__Task requirements__.
Rewrite the entries below as a numbered list, skipping blank lines and leaving out the pictures.

__Material provided__.
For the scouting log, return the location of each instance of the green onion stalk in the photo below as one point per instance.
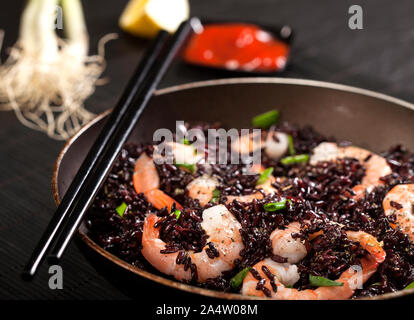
(46, 79)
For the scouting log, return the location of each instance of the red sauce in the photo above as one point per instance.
(237, 47)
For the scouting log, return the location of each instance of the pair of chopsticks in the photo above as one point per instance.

__Complete output__.
1. For the scouting log, return the location of each instance of the green onion stalk in the photo below as one point per instance.
2. (46, 79)
3. For the scouting log, return the location of each instance of the red sauce in the photo above as one point per instance.
4. (237, 47)
5. For the scouting log, return the location of each instance of the pair of chopsticks in the photo above as one point per instance.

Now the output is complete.